* Excerpt provided:
----------
Several items were picked up by volunteers and have found their way
into the tree. Others are under review or in progress.
We are looking forward to hear about new ideas, people willing to be
technical contacts for generic topics (e.g. USB) or specific entries
(already existing or newly created), suggestions for existing entries
or completion reports for (parts of) an entry.
Open tasks:
1. Add more ideas.
2. Find more technical contacts.
3. Find people willing to review/test implementations of (somewhat)
finished items.
_________________________________________________________________
FreeBSD NFS Status Report
Contact: Chuck Lever <cel at FreeBSD.org>
Support for NFS in FreeBSD received a boost this quarter as a kernel
developer from Network Appliance has volunteered to help with the
clients. Chuck Lever is now a src committer, mentored by Mike
Silbersack. Mohan Srinivasan and Jim Rees have ended their
apprenticeships and are now full committers. Mohan continues his
effort to make the NFSv2/3 client SMP safe. He expects to make the
changes available for review soon.
FreeBSD gained presence at the annual NFS interoperability event known
as Connectathon. Rick Macklem's FreeBSD NFSv4 server is pretty stable
now and available via anonymous ftp. NFSv4.1 features are not a part
of it yet and are not likely to happen until at least the end of 2006.
Contact rick at snowhite.cis.uoguelph.ca for details.
----------
* Data block:
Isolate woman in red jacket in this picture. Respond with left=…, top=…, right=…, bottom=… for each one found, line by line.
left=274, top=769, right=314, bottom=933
----------
* What is needed: Extend the FreeBSD status report excerpt above, picking up right after its final sentence.

* Expected answer:
_________________________________________________________________
FreeBSD on Xen 3.0
Contact: Scott Long <scottl at freebsd.org>
Contact: Kip Macy <kmacy at freebsd.org>
We had hoped to finish a prototype of Xen DomU and possible Dom0 in
time for FreeBSD 6.1. The primary work was focused on bringing Xen
into the FreeBSD 'newbus' framework. Unfortunately, an architectural
problem in FreeBSD has stopped us. Xen relies on message passing
between to child and parent domains to communicate device
configuration, and this message passing requires that tsleep and
wakeup work early in boot. That doesn't seem to be the case, and it's
unclear what it would take to make it work. Without the newbus work,
it's hard to complete the Dom0 code, and impossible to support Xen 3.0
features like domain suspension.
Open tasks:
1. Make tsleep and wakeup work during early boot
2. Continue DomU newbus work
3. Continue Dom0 work
_________________________________________________________________
FreeBSD Security Officer and Security Team
URL: http://www.freebsd.org/security/
URL: http://www.freebsd.org/doc/en_US.ISO8859-1/articles/contributors/staff-listing.html#STAFF-SECTEAM
URL: http://vuxml.freebsd.org/
Contact: Security Officer <security-officer at FreeBSD.org>
Contact: Security Team <security-team at FreeBSD.org>
In March 2006, Marcus Alves Grando, George Neville-Neil, and Philip
Paeps joined the FreeBSD Security Team. The current Security Team
membership is published on the web site.
In the time since the last status report, eight security advisories
have been issued concerning problems in the base system of FreeBSD; of
these, three problems were in "contributed" code, while five were in
code maintained within FreeBSD. The Vulnerabilities and Exposures
Markup Language (VuXML) document has continued to be updated by the
Security Team and the Ports Committers documenting new vulnerabilities
in the FreeBSD Ports Collection; since the last status report, 50 new
entries have been added, bringing the total up to 686.
The following FreeBSD releases are supported by the FreeBSD Security
Team: FreeBSD 4.10, FreeBSD 4.11, FreeBSD 5.3, FreeBSD 5.4, and
FreeBSD 6.0. Upon their release, FreeBSD 5.5 and FreeBSD 6.1 will also
be supported. The respective End of Life dates of supported releases
are listed on the web site; of particular note, FreeBSD 4.10 and
FreeBSD 5.4 will cease to be supported at the end of May 2006.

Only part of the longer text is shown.